TASK DESCRIPTION:
The expected output is the line holding "Expected: a marker on each instance of the violet" plus every line after it through the end of the listing, copied exactly.

(DATA begins)

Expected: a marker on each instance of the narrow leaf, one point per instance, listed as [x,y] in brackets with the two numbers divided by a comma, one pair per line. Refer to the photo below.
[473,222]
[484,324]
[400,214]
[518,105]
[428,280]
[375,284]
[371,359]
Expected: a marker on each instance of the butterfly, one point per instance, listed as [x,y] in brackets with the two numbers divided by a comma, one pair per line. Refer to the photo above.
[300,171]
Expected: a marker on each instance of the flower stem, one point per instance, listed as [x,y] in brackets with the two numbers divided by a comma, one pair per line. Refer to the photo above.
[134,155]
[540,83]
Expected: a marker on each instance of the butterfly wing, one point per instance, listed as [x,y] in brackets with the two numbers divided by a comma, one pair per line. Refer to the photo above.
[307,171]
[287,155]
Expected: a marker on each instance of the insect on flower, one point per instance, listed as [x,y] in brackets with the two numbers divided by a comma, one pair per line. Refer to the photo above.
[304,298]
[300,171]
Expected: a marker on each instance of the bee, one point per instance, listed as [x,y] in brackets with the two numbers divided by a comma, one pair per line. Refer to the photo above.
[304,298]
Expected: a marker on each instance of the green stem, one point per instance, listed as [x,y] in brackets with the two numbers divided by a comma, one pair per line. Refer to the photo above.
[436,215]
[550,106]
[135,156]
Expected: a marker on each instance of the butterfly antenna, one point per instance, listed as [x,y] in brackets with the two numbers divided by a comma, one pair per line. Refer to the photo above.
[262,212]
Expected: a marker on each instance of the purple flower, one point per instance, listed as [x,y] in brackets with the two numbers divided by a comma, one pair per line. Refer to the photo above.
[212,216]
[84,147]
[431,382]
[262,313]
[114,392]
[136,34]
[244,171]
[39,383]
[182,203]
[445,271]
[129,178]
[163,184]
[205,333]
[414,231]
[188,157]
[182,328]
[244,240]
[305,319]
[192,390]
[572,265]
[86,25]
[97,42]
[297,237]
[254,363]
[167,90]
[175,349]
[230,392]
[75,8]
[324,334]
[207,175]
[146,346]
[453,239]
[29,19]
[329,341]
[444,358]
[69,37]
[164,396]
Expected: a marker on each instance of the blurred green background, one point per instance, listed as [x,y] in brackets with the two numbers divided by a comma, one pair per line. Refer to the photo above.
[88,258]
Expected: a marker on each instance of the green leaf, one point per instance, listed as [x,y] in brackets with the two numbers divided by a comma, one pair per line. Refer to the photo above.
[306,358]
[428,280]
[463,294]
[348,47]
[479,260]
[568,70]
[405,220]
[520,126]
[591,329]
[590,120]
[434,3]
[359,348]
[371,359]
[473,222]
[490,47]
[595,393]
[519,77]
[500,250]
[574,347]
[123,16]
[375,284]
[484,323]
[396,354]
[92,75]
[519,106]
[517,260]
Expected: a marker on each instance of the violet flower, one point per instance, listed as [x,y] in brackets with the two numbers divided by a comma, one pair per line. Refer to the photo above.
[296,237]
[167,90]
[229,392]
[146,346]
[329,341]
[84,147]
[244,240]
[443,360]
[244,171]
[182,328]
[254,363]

(DATA ends)

PROBLEM SOLUTION:
Expected: a marker on each instance of the violet flower, one point per instance, listed as [x,y] in brackets with the two numbers divided by a comma, one pair per line. Refer to the photo above.
[296,237]
[167,90]
[229,392]
[146,346]
[329,341]
[84,147]
[244,240]
[443,360]
[244,171]
[182,328]
[254,363]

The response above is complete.